[Source records Boundary: Start]
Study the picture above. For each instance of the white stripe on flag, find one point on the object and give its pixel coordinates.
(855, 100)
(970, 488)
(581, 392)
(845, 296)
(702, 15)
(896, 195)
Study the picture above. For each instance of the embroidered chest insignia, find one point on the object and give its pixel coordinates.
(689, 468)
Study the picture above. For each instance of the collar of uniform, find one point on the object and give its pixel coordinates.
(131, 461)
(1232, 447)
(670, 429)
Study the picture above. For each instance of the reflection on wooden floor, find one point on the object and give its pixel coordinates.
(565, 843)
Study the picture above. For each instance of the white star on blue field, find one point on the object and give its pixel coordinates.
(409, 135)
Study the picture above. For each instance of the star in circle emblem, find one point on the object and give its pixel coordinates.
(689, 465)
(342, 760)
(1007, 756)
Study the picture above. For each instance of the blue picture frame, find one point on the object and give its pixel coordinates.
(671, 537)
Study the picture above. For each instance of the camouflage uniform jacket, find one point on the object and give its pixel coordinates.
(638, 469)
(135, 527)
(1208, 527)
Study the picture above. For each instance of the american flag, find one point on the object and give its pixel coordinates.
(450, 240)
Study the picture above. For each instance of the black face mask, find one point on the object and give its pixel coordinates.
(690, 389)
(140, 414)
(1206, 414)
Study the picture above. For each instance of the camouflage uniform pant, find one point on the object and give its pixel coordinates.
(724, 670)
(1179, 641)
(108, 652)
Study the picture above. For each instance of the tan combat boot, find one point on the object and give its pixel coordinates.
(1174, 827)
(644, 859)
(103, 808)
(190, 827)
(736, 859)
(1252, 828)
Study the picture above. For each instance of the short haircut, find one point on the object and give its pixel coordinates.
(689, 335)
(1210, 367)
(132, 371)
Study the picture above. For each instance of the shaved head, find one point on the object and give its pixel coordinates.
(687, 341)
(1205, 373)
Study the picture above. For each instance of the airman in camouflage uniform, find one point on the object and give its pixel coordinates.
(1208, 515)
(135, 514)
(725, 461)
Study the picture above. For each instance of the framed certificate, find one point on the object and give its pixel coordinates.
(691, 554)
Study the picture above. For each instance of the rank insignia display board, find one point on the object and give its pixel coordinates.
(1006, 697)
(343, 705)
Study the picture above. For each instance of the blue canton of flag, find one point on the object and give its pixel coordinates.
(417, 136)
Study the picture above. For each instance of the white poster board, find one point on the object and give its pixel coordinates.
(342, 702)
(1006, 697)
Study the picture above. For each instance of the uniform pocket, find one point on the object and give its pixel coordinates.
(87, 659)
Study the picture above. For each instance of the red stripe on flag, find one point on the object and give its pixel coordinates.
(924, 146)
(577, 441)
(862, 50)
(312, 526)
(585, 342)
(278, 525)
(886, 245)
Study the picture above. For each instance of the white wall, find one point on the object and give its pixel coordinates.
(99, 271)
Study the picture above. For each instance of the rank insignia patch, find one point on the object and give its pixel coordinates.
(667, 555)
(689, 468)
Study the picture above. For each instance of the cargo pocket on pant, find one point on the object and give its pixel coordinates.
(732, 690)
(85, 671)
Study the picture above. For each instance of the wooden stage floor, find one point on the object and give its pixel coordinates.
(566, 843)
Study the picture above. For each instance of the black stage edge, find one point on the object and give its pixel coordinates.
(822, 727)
[Source records Boundary: End]
Task goal ▸ Each line of the data needs to be repeated exactly.

Reply to the exercise ▸
Study the picture above. For each instance of the white stripe on flag, find one point on the object and give its pixel coordinates.
(855, 100)
(970, 488)
(581, 392)
(845, 296)
(702, 15)
(896, 195)
Study the picture above. For each instance of the embroidered chest insignia, find one point on the object and give its pixel coordinates.
(689, 468)
Study the picture above. For each instance of the collar of uniform, find one point on the object and give its pixel coordinates.
(131, 461)
(1232, 447)
(670, 429)
Study the picture above. For each instance of the reflection on wooden floor, find one point on the object and give its pixel coordinates.
(565, 843)
Study the picture above. For each instance of the white star on blue field, find one point on the object and give its pixel coordinates.
(409, 135)
Study the picture above. For each instance of the star in circle emblem, find one point on the object and give its pixel coordinates.
(689, 465)
(342, 760)
(1007, 756)
Study the picture above. For each instance of the blue picture frame, find one point on the object and give its pixel coordinates.
(671, 537)
Study the picture above. For each instance of the camouflage uniform jacket, find one point on the object and give its pixel coordinates.
(638, 469)
(135, 527)
(1208, 527)
Study the picture above. For each instance of the american flag, find one point on the object and give its pixel coordinates.
(450, 240)
Study the picture above. For each instance of the black face mask, find one point on the object and give its pixel coordinates.
(690, 389)
(140, 414)
(1206, 414)
Study the picture above. For each instance of the camouflage uniform pant, find one point on the object and give its pixel coordinates.
(724, 670)
(1179, 641)
(108, 652)
Study the picture above. For each instance of the tan combat boot, find one point on the object and give its pixel coordinates.
(1174, 827)
(644, 859)
(103, 808)
(190, 827)
(736, 859)
(1252, 828)
Study the picture above. For each instance of the short haircut, find one point on the object and give its pixel coordinates.
(689, 335)
(1210, 367)
(132, 371)
Study the picture above. For each instance of the shaved head, find one point on the object and give its pixel coordinates.
(687, 341)
(1205, 373)
Study the picture above. For each instance of the airman in camouflage uniform, find one point on the object and give its pixel coordinates.
(1208, 515)
(135, 514)
(725, 461)
Study the picture above. For each instance of the framed certificate, find one point on the object and give its pixel coordinates.
(691, 554)
Study the picture above. For each instance of the rank insignia display board, find one point on the object and give its pixel coordinates.
(1006, 697)
(343, 705)
Study the picture above. For each instance of the blue canton of flag, find one point on the object and give its pixel coordinates.
(417, 136)
Study the picture above. For each instance of the white poster board, find one point on the object and give its pixel coordinates.
(342, 702)
(1006, 697)
Study the picture above. For each instance of the uniform pocket, find one point on the object and give its pixel coordinates.
(87, 659)
Study the picture above. For each instance of the red stripe on flag, find one point on the object and give its pixel coordinates.
(924, 146)
(577, 441)
(862, 50)
(312, 526)
(585, 342)
(278, 525)
(886, 245)
Study the picture above. For each instance of the white wall, find one point on the object and give its pixel coordinates.
(99, 271)
Study the picture above. For each instance of the rank insignia patch, find one point on the object and give its pixel coordinates.
(667, 555)
(689, 468)
Study the picture above. For each instance of the cargo pocket on pant, find one point on the object and give its pixel coordinates.
(732, 690)
(85, 671)
Study the picture above. For each instance of the wooden stage floor, find one point on the object and give its pixel coordinates.
(566, 843)
Study the picture above. For each instance of the black stage edge, find one point on the object and give its pixel coordinates.
(822, 727)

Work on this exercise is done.